— Try it —
After locating the line with "x=444, y=170" in the data that follows, return it and every later line exactly, up to and including the line with "the man behind".

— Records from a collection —
******
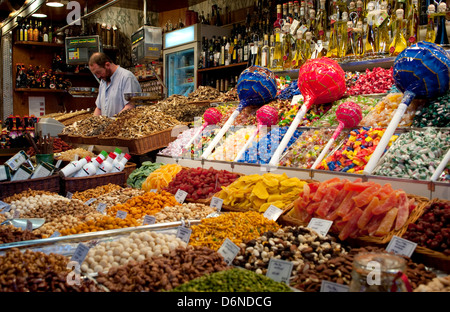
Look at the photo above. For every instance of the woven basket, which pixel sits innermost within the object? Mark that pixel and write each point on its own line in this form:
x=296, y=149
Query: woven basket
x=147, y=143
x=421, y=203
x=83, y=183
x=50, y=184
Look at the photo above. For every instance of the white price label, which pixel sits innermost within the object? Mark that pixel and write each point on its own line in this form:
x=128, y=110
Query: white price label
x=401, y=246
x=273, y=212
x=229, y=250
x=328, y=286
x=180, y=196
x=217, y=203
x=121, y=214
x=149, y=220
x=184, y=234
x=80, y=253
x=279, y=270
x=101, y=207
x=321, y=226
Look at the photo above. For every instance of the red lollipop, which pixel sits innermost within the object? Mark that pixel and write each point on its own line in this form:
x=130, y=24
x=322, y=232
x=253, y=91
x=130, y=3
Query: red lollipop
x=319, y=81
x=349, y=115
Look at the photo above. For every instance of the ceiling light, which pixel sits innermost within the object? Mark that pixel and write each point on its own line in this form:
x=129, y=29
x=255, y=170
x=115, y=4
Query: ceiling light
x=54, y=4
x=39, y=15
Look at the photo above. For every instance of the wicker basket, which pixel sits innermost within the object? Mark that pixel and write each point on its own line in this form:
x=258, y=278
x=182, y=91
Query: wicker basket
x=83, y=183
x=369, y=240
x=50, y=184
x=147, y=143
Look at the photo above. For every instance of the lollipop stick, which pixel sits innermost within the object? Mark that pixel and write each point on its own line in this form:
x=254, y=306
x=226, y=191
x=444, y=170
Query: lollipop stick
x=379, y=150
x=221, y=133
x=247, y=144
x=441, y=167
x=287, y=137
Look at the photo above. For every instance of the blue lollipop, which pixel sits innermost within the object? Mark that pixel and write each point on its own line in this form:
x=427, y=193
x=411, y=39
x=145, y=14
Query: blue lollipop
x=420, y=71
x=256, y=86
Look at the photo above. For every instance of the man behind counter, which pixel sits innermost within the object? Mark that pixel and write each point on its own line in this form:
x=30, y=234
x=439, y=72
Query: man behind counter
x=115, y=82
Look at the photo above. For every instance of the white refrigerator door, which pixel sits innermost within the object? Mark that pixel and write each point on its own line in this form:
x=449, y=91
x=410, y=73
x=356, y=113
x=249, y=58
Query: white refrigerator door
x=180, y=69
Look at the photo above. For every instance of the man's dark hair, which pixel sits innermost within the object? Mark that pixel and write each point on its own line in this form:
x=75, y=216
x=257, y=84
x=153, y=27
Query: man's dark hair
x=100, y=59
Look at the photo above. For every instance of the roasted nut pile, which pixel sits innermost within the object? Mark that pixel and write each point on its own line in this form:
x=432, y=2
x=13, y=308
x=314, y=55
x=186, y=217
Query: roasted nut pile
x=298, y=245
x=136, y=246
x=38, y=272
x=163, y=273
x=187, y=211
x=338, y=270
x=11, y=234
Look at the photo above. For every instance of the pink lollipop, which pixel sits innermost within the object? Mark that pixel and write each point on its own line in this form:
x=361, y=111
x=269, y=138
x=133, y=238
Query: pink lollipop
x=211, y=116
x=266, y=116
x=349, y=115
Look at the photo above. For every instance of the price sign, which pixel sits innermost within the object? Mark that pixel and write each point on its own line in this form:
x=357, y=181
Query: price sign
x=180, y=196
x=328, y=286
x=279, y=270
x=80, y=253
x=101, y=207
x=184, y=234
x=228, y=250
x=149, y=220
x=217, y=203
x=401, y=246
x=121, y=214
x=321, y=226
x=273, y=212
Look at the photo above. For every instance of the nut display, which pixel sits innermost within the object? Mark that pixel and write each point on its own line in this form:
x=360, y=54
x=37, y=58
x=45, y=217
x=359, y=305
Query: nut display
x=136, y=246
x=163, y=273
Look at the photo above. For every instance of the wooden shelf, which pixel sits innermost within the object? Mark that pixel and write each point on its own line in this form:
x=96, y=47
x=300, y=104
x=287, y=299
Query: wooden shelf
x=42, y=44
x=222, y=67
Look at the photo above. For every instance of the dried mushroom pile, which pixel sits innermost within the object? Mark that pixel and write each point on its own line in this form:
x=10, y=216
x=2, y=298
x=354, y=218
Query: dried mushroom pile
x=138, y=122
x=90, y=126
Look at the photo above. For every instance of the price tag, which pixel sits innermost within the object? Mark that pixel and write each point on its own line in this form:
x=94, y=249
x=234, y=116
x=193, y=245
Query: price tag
******
— Solution to the exercise —
x=444, y=170
Query: lollipop stick
x=379, y=150
x=221, y=133
x=247, y=144
x=441, y=167
x=287, y=137
Look at the photo above. For every instance of the blue lollipop, which pixel sits innermost within the object? Mark that pixel and write each point on its own line in this form:
x=427, y=193
x=411, y=39
x=145, y=14
Query: blue lollipop
x=420, y=71
x=256, y=86
Look at the photo above. For every instance of the man behind counter, which pixel sits innermost within the object? Mark that pixel and write each point on its own line in this form:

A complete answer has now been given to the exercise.